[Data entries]
+-------+
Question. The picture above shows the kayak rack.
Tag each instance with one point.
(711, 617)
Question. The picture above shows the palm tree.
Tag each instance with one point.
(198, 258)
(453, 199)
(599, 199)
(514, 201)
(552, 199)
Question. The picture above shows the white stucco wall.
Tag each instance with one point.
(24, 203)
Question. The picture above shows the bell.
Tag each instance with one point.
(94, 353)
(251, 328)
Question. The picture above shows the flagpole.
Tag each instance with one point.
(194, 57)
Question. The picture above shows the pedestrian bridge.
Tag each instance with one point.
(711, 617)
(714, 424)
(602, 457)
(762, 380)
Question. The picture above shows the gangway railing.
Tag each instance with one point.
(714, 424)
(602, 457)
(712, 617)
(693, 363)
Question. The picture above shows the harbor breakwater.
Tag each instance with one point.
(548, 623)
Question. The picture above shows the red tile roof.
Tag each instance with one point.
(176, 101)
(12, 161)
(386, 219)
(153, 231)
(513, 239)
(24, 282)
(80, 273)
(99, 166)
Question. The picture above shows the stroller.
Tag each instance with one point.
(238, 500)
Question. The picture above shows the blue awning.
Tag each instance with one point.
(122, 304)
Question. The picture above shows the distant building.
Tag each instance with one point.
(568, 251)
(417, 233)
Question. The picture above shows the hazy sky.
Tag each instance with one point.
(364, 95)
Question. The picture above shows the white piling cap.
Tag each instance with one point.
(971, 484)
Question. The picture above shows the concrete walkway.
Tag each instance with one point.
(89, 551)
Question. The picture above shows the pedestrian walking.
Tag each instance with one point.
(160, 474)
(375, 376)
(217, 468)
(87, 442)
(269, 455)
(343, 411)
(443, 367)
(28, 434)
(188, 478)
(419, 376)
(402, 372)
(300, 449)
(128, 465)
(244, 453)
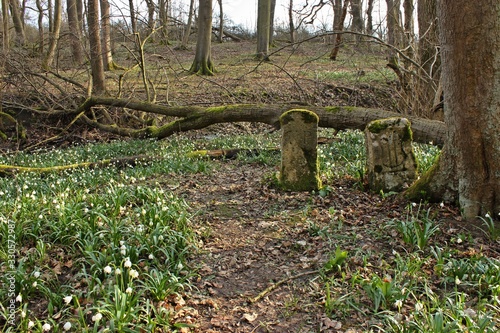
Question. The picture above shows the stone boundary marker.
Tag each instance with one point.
(299, 154)
(390, 160)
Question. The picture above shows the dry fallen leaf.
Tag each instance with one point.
(250, 317)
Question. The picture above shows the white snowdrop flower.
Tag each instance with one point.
(67, 326)
(97, 317)
(419, 306)
(133, 273)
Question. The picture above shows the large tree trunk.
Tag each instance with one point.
(18, 22)
(427, 82)
(338, 26)
(193, 117)
(5, 26)
(96, 63)
(107, 56)
(54, 36)
(187, 31)
(74, 32)
(263, 25)
(470, 49)
(357, 19)
(202, 63)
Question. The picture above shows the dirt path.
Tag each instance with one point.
(255, 236)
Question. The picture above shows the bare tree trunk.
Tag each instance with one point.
(469, 166)
(163, 6)
(187, 32)
(291, 24)
(339, 28)
(133, 16)
(75, 32)
(271, 22)
(107, 56)
(18, 23)
(263, 25)
(202, 63)
(96, 63)
(369, 17)
(151, 16)
(41, 34)
(54, 36)
(357, 19)
(221, 22)
(5, 26)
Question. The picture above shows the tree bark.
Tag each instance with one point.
(369, 17)
(74, 32)
(263, 25)
(193, 117)
(339, 28)
(18, 22)
(5, 26)
(107, 56)
(54, 36)
(470, 163)
(202, 63)
(96, 62)
(187, 31)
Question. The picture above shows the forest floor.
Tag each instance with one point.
(254, 237)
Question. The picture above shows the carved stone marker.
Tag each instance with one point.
(299, 155)
(391, 163)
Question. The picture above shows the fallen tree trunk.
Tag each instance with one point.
(195, 117)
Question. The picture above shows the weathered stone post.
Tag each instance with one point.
(299, 155)
(391, 163)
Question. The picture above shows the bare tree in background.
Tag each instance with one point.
(187, 30)
(339, 19)
(74, 32)
(15, 14)
(54, 35)
(202, 63)
(263, 26)
(96, 62)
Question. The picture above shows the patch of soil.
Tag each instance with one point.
(255, 237)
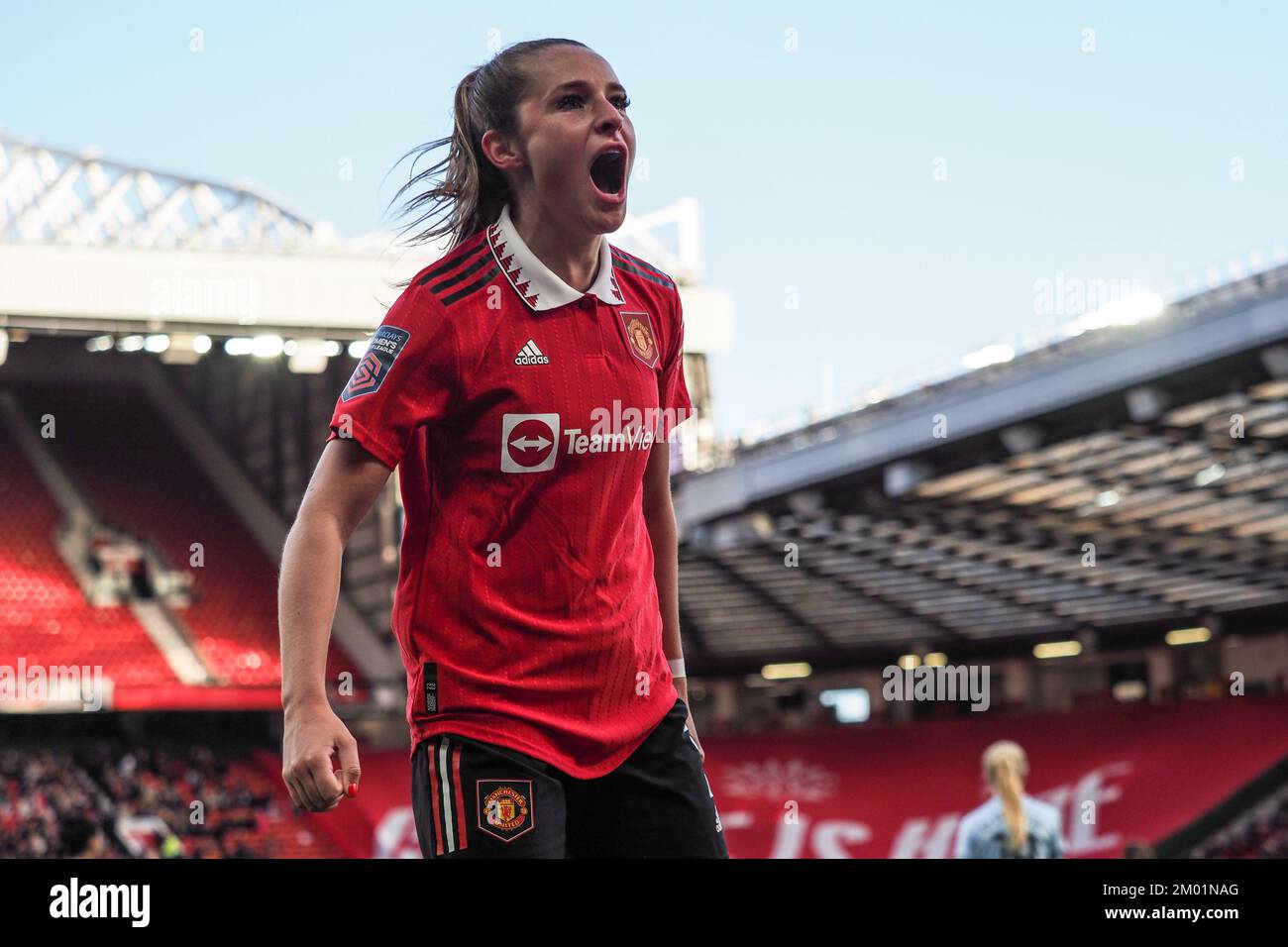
+-------+
Extract every line above containing the word "fallen".

Question. The picture above shows the dry fallen leaf.
Question. The picture above shows the fallen tree trunk.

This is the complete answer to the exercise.